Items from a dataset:
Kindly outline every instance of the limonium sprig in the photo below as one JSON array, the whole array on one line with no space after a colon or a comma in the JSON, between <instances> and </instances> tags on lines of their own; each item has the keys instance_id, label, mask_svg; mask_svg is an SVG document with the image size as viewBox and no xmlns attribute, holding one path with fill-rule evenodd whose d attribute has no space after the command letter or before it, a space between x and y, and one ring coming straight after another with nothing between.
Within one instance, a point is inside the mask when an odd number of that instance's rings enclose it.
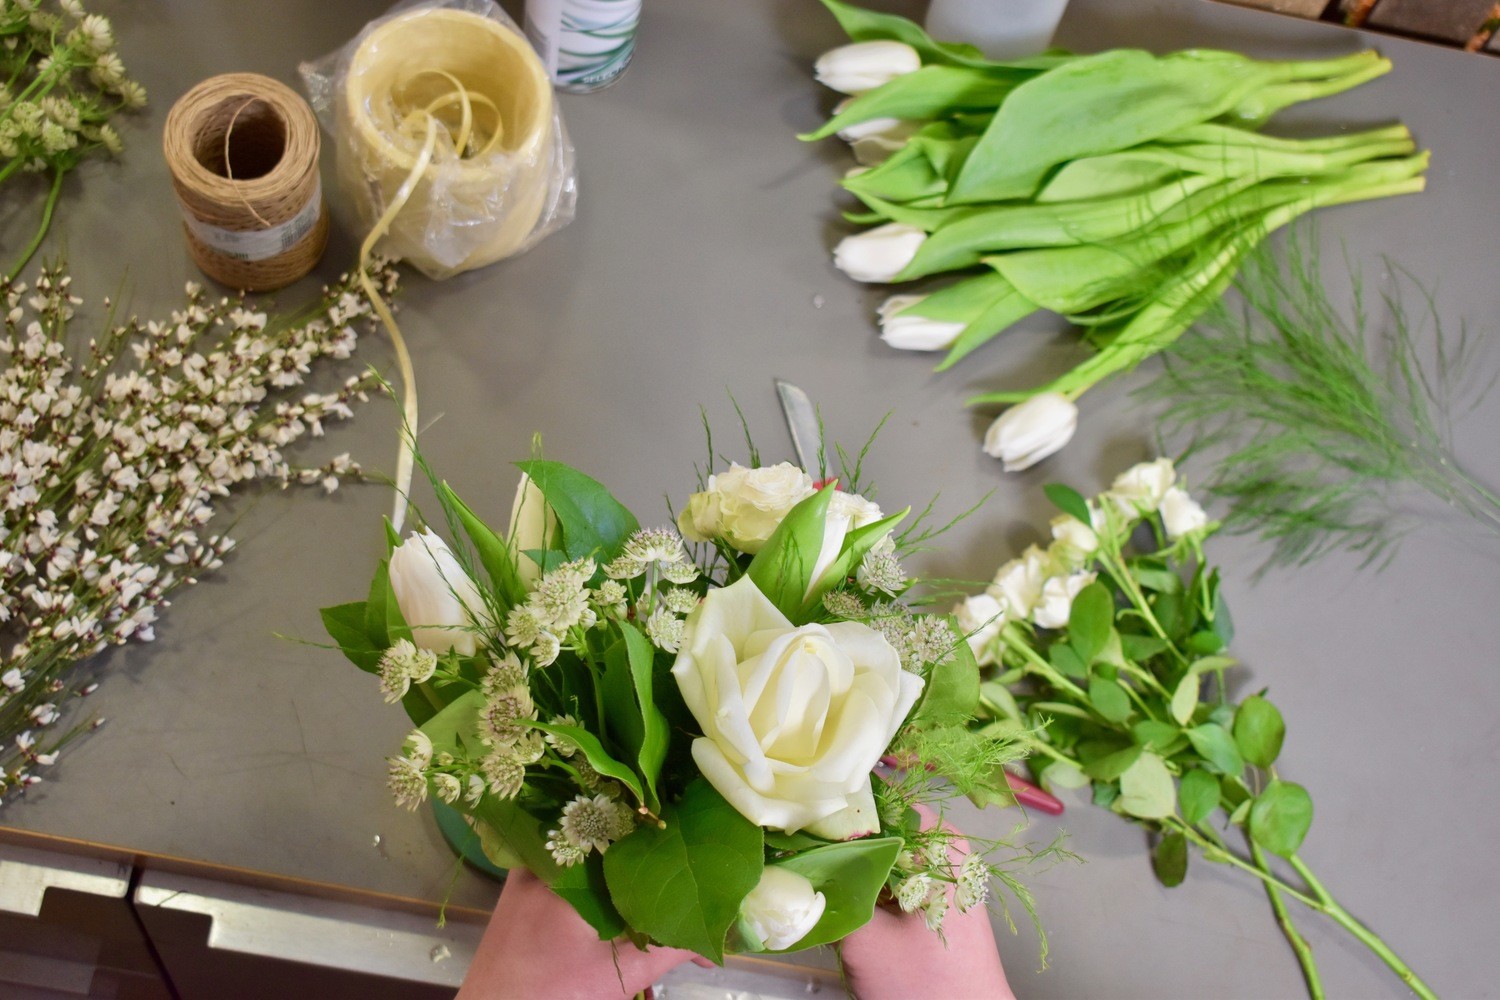
<instances>
[{"instance_id":1,"label":"limonium sprig","mask_svg":"<svg viewBox=\"0 0 1500 1000\"><path fill-rule=\"evenodd\" d=\"M20 173L50 175L36 234L7 271L21 273L47 229L63 177L86 156L122 148L110 124L143 107L146 91L125 75L114 29L79 0L0 0L0 186Z\"/></svg>"},{"instance_id":2,"label":"limonium sprig","mask_svg":"<svg viewBox=\"0 0 1500 1000\"><path fill-rule=\"evenodd\" d=\"M1286 727L1265 692L1231 698L1234 629L1204 553L1220 525L1173 463L1129 469L1092 500L1057 484L1047 493L1062 510L1051 543L1002 566L955 611L991 670L980 732L1020 739L1039 780L1091 785L1095 804L1151 831L1164 885L1185 878L1189 847L1258 879L1312 996L1323 987L1289 901L1331 918L1419 996L1433 996L1298 855L1312 798L1280 771Z\"/></svg>"},{"instance_id":3,"label":"limonium sprig","mask_svg":"<svg viewBox=\"0 0 1500 1000\"><path fill-rule=\"evenodd\" d=\"M394 291L393 270L376 277ZM286 453L373 385L352 375L295 393L354 351L370 310L353 276L289 317L190 284L168 319L112 318L76 352L80 304L60 267L29 287L0 280L0 795L101 721L49 732L97 686L75 666L152 639L172 592L223 564L233 540L207 529L220 497L256 481L332 491L359 474L348 455L300 466ZM393 667L388 691L423 669Z\"/></svg>"}]
</instances>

YOUR GOAL -
The response must consist of the entries above exactly as they stand, minus any pictures.

RESULT FOR THIS EXERCISE -
Kindly outline every instance of the limonium sprig in the photo below as one JSON array, the whole array on one line with no space after a colon or a comma in the JSON, between <instances> and </instances> tags on lines of their own; each item has the keys instance_id, label, mask_svg; mask_svg is an SVG document with the image size as viewBox and no xmlns attribute, holding one path with fill-rule evenodd whose d attribute has no space after the command letter or before it, a space between x and y, and one ring coming straight after another with nothing between.
Within one instance, a point is inside the mask when an odd number of that instance's rings enclose it.
<instances>
[{"instance_id":1,"label":"limonium sprig","mask_svg":"<svg viewBox=\"0 0 1500 1000\"><path fill-rule=\"evenodd\" d=\"M20 173L50 175L36 234L7 271L21 273L47 229L63 177L86 156L122 148L110 124L143 107L146 91L125 75L114 29L79 0L0 0L0 186Z\"/></svg>"},{"instance_id":2,"label":"limonium sprig","mask_svg":"<svg viewBox=\"0 0 1500 1000\"><path fill-rule=\"evenodd\" d=\"M1286 727L1265 692L1231 698L1234 629L1204 553L1220 525L1173 463L1129 469L1092 500L1057 484L1047 493L1062 510L1051 543L1002 566L955 611L991 670L980 732L1020 739L1039 780L1091 785L1095 804L1151 831L1164 885L1185 878L1189 847L1258 879L1312 996L1323 987L1289 901L1331 918L1419 996L1433 996L1298 855L1312 798L1280 771Z\"/></svg>"},{"instance_id":3,"label":"limonium sprig","mask_svg":"<svg viewBox=\"0 0 1500 1000\"><path fill-rule=\"evenodd\" d=\"M394 291L393 270L376 277ZM286 453L373 385L352 375L295 393L354 351L370 310L353 276L289 317L190 284L168 319L112 318L76 352L80 304L60 267L29 287L0 280L0 795L101 721L49 732L97 686L75 666L152 639L172 592L223 564L233 540L207 529L220 497L256 481L332 491L359 474L348 455L300 466ZM393 667L388 691L423 669Z\"/></svg>"}]
</instances>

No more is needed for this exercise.